* [PASSAGE]
◆ ◆ ◆ ◆ ◆

= Solomon Gandz =

Austrian scientific historian

Solomon Gandz (2 February 1883 in Tarnobrzeg, Austria-Hungary – 30 March 1954) was a historian of science.

Gandz published on the history of mathematics and astronomy in medieval Jewish and Islamic civilizations.

From 1915 to 1919, Gandz was professor of Jewish theology and Jewish history in the gymnasium and realschule in Vienna.

From 1923 to 1934, he was librarian and professor of Arabic and Medieval Hebrew at the Rabbi Isaac Elchanan Theological Seminary of Yeshiva University in New York.

From 1942 until his death in March 1954, he was research professor of the history of Semitic Civilization at the Dropsie College for Hebrew and Cognate Learning in Philadelphia, Pennsylvania, (except for the war years when he was in government service).

◆ ◆ ◆ ◆ ◆

* [WHAT TO WORK ON]
A. Copy the Solomon Gandz biography from "Gandz published on" to "in New York.".
B. According to the Solomon Gandz biography, where was Gandz born?
C. List every subject that the Solomon Gandz biography says Gandz held a professorship in.

Records of labeled boxes
◆ ◆ ◆ ◆ ◆

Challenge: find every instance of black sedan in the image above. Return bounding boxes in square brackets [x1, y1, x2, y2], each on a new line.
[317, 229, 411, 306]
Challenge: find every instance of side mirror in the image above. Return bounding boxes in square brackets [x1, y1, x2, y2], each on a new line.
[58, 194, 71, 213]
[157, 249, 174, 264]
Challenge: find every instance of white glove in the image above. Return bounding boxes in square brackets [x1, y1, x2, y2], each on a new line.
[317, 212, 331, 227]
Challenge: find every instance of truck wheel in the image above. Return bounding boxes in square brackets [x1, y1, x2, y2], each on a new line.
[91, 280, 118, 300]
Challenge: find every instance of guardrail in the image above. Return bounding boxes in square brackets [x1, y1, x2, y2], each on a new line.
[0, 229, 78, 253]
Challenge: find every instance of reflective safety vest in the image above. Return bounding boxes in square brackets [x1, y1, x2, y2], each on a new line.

◆ ◆ ◆ ◆ ◆

* [OUTPUTS]
A.
Gandz published on the history of mathematics and astronomy in medieval Jewish and Islamic civilizations.

From 1915 to 1919, Gandz was professor of Jewish theology and Jewish history in the gymnasium and realschule in Vienna.

From 1923 to 1934, he was librarian and professor of Arabic and Medieval Hebrew at the Rabbi Isaac Elchanan Theological Seminary of Yeshiva University in New York.

B. Tarnobrzeg, Austria-Hungary.

C.
Jewish theology
Jewish history
Arabic
Medieval Hebrew
The history of Semitic Civilization